-- begin --
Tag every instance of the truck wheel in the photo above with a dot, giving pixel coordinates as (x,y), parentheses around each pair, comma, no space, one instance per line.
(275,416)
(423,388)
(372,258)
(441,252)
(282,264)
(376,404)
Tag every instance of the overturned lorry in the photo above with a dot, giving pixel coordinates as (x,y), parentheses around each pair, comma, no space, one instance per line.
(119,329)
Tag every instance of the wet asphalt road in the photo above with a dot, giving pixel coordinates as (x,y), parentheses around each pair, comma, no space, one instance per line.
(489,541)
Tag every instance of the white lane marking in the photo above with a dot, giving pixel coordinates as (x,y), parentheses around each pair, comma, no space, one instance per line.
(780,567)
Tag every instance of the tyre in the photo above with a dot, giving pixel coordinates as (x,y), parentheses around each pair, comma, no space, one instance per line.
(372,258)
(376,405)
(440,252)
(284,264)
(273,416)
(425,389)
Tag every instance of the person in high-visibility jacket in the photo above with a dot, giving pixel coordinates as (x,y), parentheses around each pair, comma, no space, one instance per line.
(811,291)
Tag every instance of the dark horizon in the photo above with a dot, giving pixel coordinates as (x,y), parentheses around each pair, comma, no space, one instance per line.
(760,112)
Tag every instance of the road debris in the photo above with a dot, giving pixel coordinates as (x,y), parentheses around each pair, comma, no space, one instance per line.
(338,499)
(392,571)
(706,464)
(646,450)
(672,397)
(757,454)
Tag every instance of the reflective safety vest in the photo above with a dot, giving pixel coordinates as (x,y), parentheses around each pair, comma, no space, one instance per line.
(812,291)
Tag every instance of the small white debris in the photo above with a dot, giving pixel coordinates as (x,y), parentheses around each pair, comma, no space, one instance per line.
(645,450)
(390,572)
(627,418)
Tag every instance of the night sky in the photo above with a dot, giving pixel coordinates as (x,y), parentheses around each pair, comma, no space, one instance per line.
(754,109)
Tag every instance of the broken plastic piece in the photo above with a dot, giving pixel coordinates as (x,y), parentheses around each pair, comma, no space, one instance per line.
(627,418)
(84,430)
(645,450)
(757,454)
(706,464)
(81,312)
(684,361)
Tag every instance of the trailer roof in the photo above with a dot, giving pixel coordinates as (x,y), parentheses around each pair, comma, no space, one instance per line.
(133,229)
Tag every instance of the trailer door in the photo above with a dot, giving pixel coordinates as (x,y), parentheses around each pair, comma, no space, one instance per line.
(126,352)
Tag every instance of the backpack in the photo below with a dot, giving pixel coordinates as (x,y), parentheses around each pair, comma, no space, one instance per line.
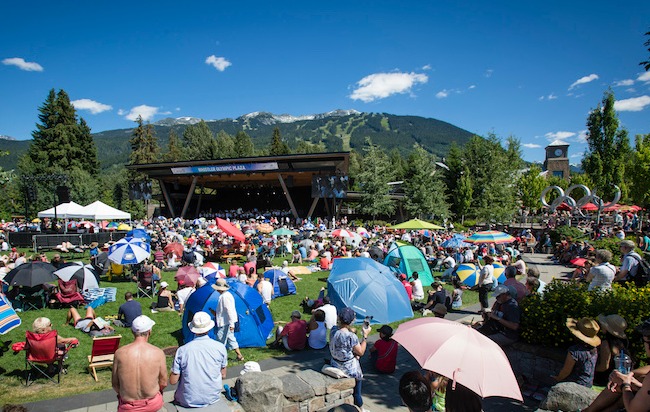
(642,276)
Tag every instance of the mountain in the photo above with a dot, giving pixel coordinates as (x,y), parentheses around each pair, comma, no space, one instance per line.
(338,130)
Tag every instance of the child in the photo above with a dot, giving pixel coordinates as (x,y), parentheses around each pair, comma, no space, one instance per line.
(457,296)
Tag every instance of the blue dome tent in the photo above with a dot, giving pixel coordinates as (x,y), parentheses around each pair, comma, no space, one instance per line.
(405,258)
(255,319)
(282,283)
(369,288)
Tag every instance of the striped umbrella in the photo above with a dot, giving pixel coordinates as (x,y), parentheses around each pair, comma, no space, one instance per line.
(468,274)
(490,236)
(128,251)
(499,272)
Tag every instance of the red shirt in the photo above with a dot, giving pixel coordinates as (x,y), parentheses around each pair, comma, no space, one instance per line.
(386,355)
(296,333)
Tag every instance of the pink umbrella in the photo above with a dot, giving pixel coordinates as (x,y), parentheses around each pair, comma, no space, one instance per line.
(460,353)
(187,275)
(341,233)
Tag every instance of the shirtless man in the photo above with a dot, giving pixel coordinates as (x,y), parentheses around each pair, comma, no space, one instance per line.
(138,387)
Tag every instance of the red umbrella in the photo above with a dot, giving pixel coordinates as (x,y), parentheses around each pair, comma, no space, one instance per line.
(187,275)
(175,248)
(230,229)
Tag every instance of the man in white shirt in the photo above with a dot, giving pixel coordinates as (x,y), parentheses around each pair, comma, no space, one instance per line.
(226,317)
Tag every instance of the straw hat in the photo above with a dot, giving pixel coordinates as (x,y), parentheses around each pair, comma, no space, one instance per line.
(585,329)
(614,324)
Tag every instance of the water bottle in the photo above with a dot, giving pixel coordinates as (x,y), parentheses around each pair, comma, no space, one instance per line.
(623,363)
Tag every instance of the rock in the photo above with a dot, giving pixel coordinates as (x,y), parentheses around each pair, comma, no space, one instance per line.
(568,396)
(317,380)
(260,392)
(296,389)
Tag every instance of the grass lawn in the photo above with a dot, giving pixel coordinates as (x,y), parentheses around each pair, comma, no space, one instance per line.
(166,333)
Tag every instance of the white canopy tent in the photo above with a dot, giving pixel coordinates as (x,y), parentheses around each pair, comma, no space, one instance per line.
(69,210)
(101,211)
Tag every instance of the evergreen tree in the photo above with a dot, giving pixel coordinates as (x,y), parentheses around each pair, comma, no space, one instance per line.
(244,146)
(174,148)
(277,146)
(609,149)
(199,142)
(225,146)
(423,187)
(376,171)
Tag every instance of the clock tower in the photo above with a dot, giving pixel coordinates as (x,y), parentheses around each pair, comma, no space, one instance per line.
(557,159)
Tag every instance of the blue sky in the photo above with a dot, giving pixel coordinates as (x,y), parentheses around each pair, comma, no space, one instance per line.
(524,68)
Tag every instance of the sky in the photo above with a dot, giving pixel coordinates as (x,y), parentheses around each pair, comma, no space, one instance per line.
(529,69)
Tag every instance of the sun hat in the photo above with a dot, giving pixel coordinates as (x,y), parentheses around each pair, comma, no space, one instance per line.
(251,366)
(585,329)
(142,324)
(347,315)
(614,324)
(221,285)
(386,330)
(500,290)
(201,323)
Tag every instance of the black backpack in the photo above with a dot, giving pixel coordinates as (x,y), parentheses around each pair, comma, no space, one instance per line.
(642,276)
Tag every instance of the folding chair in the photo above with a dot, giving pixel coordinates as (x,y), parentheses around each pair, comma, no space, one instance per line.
(68,293)
(41,354)
(103,353)
(147,285)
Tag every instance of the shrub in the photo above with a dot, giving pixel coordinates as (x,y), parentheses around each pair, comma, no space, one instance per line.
(544,316)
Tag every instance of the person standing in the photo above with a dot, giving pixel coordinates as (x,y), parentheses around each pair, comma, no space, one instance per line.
(199,368)
(140,371)
(226,317)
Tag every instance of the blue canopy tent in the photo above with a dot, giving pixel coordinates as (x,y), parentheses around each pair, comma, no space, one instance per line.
(405,258)
(369,288)
(255,319)
(282,283)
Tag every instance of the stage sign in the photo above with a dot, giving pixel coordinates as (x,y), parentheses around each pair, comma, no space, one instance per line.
(329,186)
(226,168)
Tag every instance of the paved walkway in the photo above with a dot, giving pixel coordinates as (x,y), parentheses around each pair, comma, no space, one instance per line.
(379,391)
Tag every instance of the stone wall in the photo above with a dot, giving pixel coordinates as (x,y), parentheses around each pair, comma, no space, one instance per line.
(304,391)
(535,363)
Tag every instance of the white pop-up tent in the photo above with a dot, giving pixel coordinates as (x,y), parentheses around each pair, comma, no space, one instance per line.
(101,211)
(69,210)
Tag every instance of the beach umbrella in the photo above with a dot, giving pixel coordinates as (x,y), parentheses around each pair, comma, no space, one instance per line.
(85,275)
(460,353)
(187,275)
(490,236)
(283,232)
(129,250)
(341,233)
(417,224)
(175,248)
(230,229)
(31,274)
(468,274)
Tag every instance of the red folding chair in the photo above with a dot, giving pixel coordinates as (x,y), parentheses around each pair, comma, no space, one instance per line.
(43,357)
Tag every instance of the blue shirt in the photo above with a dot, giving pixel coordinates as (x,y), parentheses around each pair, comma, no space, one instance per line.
(199,365)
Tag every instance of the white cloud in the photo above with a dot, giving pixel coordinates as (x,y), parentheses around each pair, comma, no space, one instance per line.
(91,105)
(558,135)
(626,82)
(583,80)
(218,63)
(22,64)
(634,104)
(442,94)
(147,112)
(381,85)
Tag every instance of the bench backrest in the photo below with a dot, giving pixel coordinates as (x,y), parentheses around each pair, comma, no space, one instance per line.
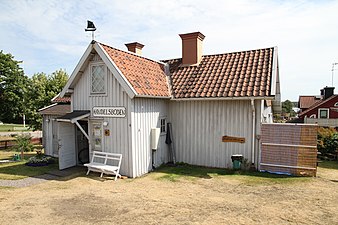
(107,158)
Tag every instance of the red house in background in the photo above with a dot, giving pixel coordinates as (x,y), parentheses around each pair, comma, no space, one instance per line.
(323,112)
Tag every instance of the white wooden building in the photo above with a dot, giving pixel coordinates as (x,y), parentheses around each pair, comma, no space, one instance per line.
(117,97)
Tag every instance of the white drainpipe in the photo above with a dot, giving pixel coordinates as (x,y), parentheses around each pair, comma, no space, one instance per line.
(253,130)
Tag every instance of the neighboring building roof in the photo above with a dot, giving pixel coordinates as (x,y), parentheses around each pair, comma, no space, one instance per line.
(61,100)
(146,76)
(55,109)
(316,105)
(306,102)
(238,74)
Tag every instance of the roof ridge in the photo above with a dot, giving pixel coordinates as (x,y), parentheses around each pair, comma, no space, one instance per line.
(218,54)
(320,102)
(131,53)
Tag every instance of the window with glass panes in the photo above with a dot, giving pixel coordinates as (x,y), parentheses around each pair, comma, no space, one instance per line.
(162,128)
(98,79)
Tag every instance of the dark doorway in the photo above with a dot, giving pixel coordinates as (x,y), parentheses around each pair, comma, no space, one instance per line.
(82,144)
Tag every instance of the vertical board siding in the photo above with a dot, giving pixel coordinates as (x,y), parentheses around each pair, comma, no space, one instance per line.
(118,141)
(49,135)
(146,114)
(198,127)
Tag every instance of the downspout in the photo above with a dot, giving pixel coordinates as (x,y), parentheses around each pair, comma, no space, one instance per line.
(253,131)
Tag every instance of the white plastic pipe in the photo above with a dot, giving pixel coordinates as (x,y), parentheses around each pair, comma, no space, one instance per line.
(253,130)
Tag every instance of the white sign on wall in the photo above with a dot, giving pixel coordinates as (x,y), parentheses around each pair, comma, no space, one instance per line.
(116,112)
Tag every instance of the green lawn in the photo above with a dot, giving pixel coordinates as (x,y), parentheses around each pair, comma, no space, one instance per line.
(12,127)
(18,170)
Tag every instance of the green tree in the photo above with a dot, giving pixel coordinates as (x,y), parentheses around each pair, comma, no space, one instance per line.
(43,89)
(287,108)
(13,88)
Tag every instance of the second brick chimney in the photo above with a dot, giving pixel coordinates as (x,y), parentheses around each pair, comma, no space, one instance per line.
(192,48)
(135,47)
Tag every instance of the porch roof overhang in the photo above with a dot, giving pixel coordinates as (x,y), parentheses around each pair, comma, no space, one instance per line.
(74,116)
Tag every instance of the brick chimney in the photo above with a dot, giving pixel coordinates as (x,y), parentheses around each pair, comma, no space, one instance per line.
(192,48)
(135,47)
(327,92)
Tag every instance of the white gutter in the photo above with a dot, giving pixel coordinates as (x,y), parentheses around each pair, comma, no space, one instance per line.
(151,96)
(223,98)
(253,131)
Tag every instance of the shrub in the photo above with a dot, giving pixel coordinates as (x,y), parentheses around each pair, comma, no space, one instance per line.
(327,142)
(40,159)
(24,143)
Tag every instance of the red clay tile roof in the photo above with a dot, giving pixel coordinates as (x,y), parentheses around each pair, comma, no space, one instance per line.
(146,76)
(306,102)
(60,109)
(317,104)
(238,74)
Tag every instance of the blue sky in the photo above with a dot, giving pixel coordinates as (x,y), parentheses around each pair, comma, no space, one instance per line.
(49,35)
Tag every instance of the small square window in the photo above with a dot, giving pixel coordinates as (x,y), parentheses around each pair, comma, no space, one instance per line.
(163,127)
(323,113)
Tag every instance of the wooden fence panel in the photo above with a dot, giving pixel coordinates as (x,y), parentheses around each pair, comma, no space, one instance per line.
(289,149)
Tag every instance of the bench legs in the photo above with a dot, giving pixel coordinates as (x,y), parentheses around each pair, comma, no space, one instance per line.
(114,173)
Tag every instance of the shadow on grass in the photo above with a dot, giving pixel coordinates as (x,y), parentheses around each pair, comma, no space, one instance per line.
(173,172)
(18,170)
(329,165)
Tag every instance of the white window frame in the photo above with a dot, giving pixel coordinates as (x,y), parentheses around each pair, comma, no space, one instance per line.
(94,136)
(313,116)
(323,109)
(163,126)
(104,78)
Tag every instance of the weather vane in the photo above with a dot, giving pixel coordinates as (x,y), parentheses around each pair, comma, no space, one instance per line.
(91,27)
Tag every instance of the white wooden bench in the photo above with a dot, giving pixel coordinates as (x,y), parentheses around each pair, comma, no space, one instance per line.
(104,162)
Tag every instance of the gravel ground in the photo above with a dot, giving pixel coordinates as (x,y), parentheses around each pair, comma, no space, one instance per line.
(153,199)
(27,181)
(53,175)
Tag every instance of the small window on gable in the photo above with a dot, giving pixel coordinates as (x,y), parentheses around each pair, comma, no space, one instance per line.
(313,116)
(163,127)
(323,113)
(98,79)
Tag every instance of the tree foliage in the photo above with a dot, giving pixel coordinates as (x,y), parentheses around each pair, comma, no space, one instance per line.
(13,89)
(287,108)
(21,95)
(327,142)
(43,89)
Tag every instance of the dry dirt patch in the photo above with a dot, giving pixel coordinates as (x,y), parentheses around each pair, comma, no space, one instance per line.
(151,200)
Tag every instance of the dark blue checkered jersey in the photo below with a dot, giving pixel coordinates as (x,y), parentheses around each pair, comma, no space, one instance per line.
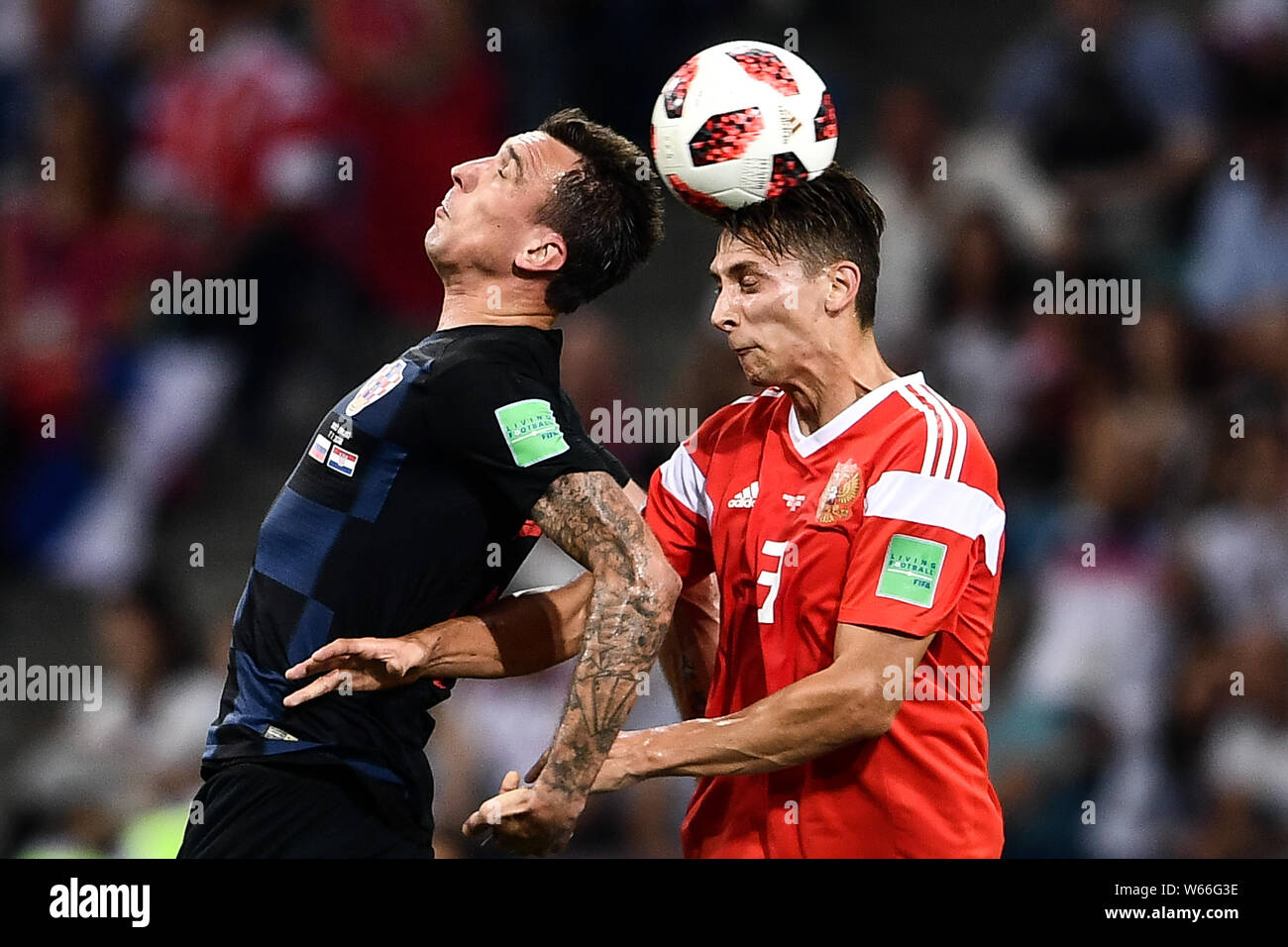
(407,495)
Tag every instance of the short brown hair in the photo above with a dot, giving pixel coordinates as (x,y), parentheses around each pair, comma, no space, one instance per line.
(608,209)
(819,222)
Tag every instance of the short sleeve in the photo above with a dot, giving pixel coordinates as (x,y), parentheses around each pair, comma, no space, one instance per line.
(906,577)
(678,512)
(513,432)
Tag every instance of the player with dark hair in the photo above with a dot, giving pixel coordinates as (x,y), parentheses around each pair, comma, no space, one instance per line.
(846,526)
(462,446)
(853,522)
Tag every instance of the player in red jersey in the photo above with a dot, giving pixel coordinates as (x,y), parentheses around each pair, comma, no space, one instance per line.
(849,526)
(853,522)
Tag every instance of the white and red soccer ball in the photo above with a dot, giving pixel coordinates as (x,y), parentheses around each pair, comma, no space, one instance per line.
(741,123)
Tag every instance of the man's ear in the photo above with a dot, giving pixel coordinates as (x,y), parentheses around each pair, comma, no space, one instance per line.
(842,286)
(545,253)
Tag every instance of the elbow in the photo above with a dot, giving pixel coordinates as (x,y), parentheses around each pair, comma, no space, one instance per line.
(662,581)
(875,716)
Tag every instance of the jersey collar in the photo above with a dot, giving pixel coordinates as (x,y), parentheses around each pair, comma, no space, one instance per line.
(806,445)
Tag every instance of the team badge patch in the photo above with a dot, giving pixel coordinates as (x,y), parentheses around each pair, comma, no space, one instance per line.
(342,460)
(376,386)
(531,431)
(320,447)
(911,570)
(841,491)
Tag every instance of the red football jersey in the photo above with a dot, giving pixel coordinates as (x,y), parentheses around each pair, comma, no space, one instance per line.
(888,517)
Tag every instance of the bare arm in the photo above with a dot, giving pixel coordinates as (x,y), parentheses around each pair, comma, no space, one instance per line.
(688,655)
(589,517)
(838,705)
(516,635)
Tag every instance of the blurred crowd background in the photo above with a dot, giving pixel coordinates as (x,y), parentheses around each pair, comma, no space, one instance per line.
(1163,445)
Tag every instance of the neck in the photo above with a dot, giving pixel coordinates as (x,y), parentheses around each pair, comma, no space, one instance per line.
(471,307)
(835,379)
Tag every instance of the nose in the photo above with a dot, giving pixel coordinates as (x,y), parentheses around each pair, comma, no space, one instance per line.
(465,174)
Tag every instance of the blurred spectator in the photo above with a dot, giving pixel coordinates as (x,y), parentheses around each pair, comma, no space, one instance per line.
(1122,128)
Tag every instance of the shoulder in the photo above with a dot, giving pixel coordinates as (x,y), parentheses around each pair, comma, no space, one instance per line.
(746,418)
(925,433)
(684,474)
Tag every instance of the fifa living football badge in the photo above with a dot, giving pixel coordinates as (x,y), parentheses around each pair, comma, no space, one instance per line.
(841,491)
(376,386)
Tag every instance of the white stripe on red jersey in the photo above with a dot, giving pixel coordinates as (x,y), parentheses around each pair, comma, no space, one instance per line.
(892,519)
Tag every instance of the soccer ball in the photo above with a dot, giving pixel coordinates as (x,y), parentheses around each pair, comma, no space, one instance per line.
(739,123)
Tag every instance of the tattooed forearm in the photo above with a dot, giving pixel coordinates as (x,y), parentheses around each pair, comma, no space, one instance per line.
(589,517)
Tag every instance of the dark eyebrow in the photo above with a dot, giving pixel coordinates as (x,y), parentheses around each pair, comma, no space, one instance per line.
(738,269)
(518,161)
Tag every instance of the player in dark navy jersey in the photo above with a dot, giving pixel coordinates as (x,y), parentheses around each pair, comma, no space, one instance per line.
(462,449)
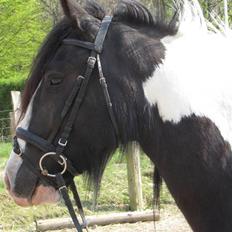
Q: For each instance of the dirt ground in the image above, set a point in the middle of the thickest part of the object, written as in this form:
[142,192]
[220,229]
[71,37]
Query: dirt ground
[171,221]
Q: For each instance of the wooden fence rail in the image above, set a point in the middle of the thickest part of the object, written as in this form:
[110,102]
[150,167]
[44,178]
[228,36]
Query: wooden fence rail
[133,160]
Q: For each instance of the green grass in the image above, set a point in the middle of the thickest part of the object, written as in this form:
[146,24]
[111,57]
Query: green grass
[4,154]
[113,195]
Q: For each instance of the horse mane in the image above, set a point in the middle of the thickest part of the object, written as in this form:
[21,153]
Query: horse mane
[127,11]
[163,18]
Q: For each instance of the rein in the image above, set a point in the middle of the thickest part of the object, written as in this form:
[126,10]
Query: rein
[71,109]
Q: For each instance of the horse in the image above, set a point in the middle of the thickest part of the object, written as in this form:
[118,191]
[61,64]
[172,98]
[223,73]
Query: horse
[167,86]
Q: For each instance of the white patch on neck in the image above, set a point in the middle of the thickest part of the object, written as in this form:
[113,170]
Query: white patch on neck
[14,162]
[196,76]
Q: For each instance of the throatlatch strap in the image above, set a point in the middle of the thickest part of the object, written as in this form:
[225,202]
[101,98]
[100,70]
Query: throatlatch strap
[78,204]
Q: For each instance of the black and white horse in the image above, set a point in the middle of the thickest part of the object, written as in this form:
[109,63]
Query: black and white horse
[170,86]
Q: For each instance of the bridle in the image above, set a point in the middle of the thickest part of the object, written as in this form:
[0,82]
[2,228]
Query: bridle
[70,111]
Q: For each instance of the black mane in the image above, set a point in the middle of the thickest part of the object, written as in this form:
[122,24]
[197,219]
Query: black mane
[126,11]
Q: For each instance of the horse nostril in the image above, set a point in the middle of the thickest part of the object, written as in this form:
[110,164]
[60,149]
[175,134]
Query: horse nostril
[7,182]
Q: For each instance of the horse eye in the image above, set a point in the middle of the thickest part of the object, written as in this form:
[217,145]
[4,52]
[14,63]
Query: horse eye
[55,82]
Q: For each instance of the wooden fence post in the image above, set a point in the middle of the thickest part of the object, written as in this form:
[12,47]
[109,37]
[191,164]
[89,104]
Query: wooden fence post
[134,177]
[16,101]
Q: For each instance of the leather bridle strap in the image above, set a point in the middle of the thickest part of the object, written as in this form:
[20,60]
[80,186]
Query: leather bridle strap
[69,114]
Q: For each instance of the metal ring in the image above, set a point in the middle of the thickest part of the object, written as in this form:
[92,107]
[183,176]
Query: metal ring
[45,172]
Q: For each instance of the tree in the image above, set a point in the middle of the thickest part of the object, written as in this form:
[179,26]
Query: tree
[22,30]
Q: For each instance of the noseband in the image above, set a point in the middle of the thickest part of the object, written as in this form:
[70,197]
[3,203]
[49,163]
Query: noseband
[70,111]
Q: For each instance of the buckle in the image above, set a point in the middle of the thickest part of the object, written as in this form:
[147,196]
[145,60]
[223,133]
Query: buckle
[45,172]
[63,142]
[91,61]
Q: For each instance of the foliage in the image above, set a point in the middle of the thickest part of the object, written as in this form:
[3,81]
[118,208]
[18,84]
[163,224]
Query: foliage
[113,196]
[22,30]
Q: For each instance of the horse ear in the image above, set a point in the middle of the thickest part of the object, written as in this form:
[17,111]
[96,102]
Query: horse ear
[74,11]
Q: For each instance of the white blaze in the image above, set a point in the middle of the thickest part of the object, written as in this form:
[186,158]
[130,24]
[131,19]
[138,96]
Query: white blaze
[14,162]
[196,75]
-- end --
Return the lines above, from the one containing "Q: For each instance of the leather" to the end, exactly as they stand.

_Task result_:
Q: For each instance of the leather bridle strap in the image above, set a point in the middle of the thickest part of the object, written as in this form:
[20,60]
[80,186]
Query: leather bridle strap
[69,114]
Q: For each instance of the metal ring in the image above, set a point in the middle of the thickest part of the object, written as in this form:
[92,107]
[183,176]
Query: metal ring
[45,172]
Q: For each instance of the tree in the image above, set a point in the middle of the thickest part of the object, written as in this form:
[179,26]
Query: tree
[22,30]
Q: For each instance of the noseband in the image above, set a point in the middle of the thickest part of the object, written as in this form:
[70,197]
[3,203]
[49,163]
Query: noseband
[70,111]
Q: For each instance of the buckle in the image above, set a point in the middle of the thickest part of the object, written as in this form:
[147,196]
[145,60]
[223,133]
Query: buckle
[45,172]
[63,142]
[91,61]
Q: For each instance of the foliage in the image above, set a point in the middle of the thickest part of the object, written as in this form:
[3,81]
[118,208]
[18,84]
[163,224]
Query: foliage
[113,196]
[22,30]
Q: For each instance of the horse ear in the image above, set a point in the middle of the thickest part of the object, written as in this form:
[17,111]
[96,102]
Query: horse ear
[74,11]
Q: For each instance of the white blaze in the image above, set a point in the middle of the thickest part of the object, written as in this form:
[186,158]
[130,24]
[131,19]
[138,96]
Query: white blaze
[14,162]
[196,75]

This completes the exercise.